→ **TASKS AND EXERCISES**:
• a. From the prostate cancer account, print the part that opens with the words containing "I had another" and closes with "December- at Addenbrookes.".
• b. In the prostate cancer account, what PSA reading did the blood test on 06/09 give?

→ **PAGE EXCERPT**:

I am 63 and had my first PSA test when I was 60 in 2018. I had no symptoms, but because quite a few celebrities had been advising men to get tested as they themselves had been diagnosed with prostate cancer, I thought why not. Prior to having the blood test, my doctor did his finger up the bum trick and reported that although my prostate was a little larger than normal it felt fine. My NHS PSA came out at 3.58 (a private test a couple of months earlier gave a reading of 6.26) and because I had no symptoms and the prostate felt normal no action was taken.
I decided to go for testing again this year and in March my PSA was 5.32. A further test a month later and the PSA reading was 5.76. Because of the increase I was put on a fast track pathway and had an MRI scan ( a 1.5 cm lesion was found and my prostate was deemed to be 55 cc in size) and then a local anesthetic biopsy. The biopsy found that the cancer was all on the right side and was in 3 of the 13 cores taken. It was graded 3 +4 (Category 2). I opted for Active Surveillance, with a further PSA check scheduled for September.
I had another PSA blood test on 06/09 and this found that my PSA was now 6.01. I was, as a result, booked in for a general anesthetic and had this on 16/09. This found that the cancer was all over the prostate and was in 15 of the 19 cores take. The cancer was still graded 3 + 4 (Category 2). A subsequent CT scan confirmed that the cancer was still contained within the prostate. At my follow-up with the consultant, I was told that it was now best that action was taken as I was now more likely to die of prostate cancer rather than of something else. I was given a choice of surgery or RT. I have, because I have never liked the idea of having RT; because RT usually means that you cannot subsequently have your prostate removed and because I like the idea of -hopefully- the cancer being completely removed, to opt for surgery. This is likely to take place in December- at Addenbrookes.
Since being diagnosed, I have learnt that some ex-work colleagues and neighbours in my village of 300 people have had prostate cancer and all are alive some 10 or so years after being treated. All had surgery, though one had to have some follow-up RT treatment as a cancer spot was, 8 years later, found on his pelvic bone.
Tempting as it is to do nothing (I was hoping to be on Active surveillance for a number of years, hoping that a simple injection or pill would then be available to treat and eradicate the cancer), I know that by taking action now I am likely to live longer than if I had decided to do nothing.

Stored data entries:

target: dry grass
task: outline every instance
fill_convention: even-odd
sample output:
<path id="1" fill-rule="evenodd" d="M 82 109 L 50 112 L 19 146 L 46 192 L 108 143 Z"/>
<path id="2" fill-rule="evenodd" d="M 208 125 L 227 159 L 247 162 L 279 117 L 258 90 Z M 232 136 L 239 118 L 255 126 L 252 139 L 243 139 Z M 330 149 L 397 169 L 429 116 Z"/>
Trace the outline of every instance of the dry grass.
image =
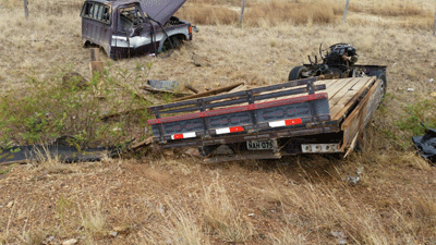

→ **TASK-BY-TASK SOLUTIONS**:
• a.
I had another PSA blood test on 06/09 and this found that my PSA was now 6.01. I was, as a result, booked in for a general anesthetic and had this on 16/09. This found that the cancer was all over the prostate and was in 15 of the 19 cores take. The cancer was still graded 3 + 4 (Category 2). A subsequent CT scan confirmed that the cancer was still contained within the prostate. At my follow-up with the consultant, I was told that it was now best that action was taken as I was now more likely to die of prostate cancer rather than of something else. I was given a choice of surgery or RT. I have, because I have never liked the idea of having RT; because RT usually means that you cannot subsequently have your prostate removed and because I like the idea of -hopefully- the cancer being completely removed, to opt for surgery. This is likely to take place in December- at Addenbrookes.

• b. 6.01